Stored records:
◆ ◆ ◆

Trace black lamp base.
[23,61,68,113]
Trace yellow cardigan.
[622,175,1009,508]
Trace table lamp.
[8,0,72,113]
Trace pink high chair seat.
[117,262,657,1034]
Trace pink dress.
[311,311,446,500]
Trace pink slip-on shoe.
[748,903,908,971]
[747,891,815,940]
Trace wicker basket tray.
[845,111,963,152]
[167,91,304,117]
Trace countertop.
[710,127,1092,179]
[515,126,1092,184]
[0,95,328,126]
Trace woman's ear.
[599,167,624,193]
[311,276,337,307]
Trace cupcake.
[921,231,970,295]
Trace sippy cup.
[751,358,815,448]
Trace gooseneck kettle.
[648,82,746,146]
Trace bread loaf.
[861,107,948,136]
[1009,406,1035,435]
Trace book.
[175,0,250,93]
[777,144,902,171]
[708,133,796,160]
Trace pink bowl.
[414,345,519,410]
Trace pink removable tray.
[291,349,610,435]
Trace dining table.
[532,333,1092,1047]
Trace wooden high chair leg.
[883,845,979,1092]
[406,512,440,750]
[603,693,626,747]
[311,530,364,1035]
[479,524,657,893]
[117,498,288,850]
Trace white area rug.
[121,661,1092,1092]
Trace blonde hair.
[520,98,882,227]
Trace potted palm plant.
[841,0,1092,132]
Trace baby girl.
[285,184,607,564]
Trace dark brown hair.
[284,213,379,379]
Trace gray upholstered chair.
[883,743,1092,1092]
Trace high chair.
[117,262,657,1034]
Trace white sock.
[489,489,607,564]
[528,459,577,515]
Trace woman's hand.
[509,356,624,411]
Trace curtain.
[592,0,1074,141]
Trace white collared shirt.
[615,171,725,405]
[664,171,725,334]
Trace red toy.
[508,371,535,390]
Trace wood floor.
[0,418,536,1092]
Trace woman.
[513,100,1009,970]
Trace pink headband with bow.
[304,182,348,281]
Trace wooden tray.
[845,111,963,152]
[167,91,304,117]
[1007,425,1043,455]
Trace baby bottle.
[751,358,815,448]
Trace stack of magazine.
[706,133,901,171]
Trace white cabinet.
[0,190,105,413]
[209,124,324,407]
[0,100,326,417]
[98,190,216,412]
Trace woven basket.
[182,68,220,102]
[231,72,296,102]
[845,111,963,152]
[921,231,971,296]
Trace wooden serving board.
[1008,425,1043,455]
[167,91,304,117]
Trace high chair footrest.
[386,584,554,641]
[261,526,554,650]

◆ ◆ ◆

PROBLEM: Write out all of the records above again, substituting "magenta" for every "pink" and keeping everything else the same.

WORKED ANSWER:
Trace black lamp base.
[23,61,68,113]
Trace yellow cardigan.
[622,175,1009,508]
Trace table lamp.
[8,0,72,113]
Trace magenta high chair seat.
[117,262,657,1034]
Trace magenta dress.
[311,311,446,500]
Trace magenta slip-on shoe.
[748,903,908,971]
[747,891,815,940]
Trace wicker basket tray.
[845,111,963,152]
[167,91,304,117]
Trace countertop.
[710,127,1092,179]
[515,126,1092,184]
[0,95,328,126]
Trace woman's ear.
[599,167,624,193]
[311,276,337,307]
Trace cupcake.
[921,231,970,295]
Trace sippy cup.
[751,358,815,448]
Trace gooseneck kettle.
[648,82,746,146]
Trace bread loaf.
[861,107,948,136]
[1009,406,1035,435]
Trace book.
[175,0,250,93]
[777,144,902,171]
[708,133,796,160]
Trace magenta bowl.
[414,345,519,410]
Trace magenta removable tray.
[291,349,610,435]
Trace dining table.
[532,333,1092,1047]
Trace wooden high chair leg.
[883,845,979,1092]
[406,512,440,750]
[603,693,626,747]
[311,530,364,1035]
[479,524,657,893]
[117,498,288,850]
Trace white area rug.
[121,661,1092,1092]
Trace blonde hair.
[520,98,882,227]
Trace potted palm plant.
[841,0,1092,132]
Trace baby girl.
[285,184,607,564]
Trace dark brown hair.
[284,213,379,379]
Trace gray upholstered chair.
[883,743,1092,1092]
Trace high chair.
[117,262,657,1034]
Trace white sock.
[489,489,607,564]
[528,459,577,515]
Trace woman's hand.
[509,356,624,411]
Trace curtain.
[592,0,1074,141]
Trace white collared shirt.
[615,171,725,405]
[664,171,725,334]
Trace red toy.
[508,371,535,390]
Trace wood floor.
[0,418,536,1092]
Trace woman.
[513,100,1009,970]
Trace magenta headband with bow.
[304,182,348,281]
Trace wooden tray.
[845,111,963,152]
[167,91,304,117]
[1007,425,1043,455]
Trace baby bottle.
[751,358,815,448]
Trace stack of magazine.
[706,133,901,171]
Trace white cabinet.
[0,190,105,413]
[209,124,324,407]
[0,100,326,417]
[98,190,216,412]
Trace woven basket.
[182,68,220,102]
[231,72,296,102]
[845,111,963,152]
[921,231,971,296]
Trace wooden serving board.
[1008,425,1043,455]
[167,91,304,117]
Trace high chair footrest.
[386,584,554,641]
[261,526,554,650]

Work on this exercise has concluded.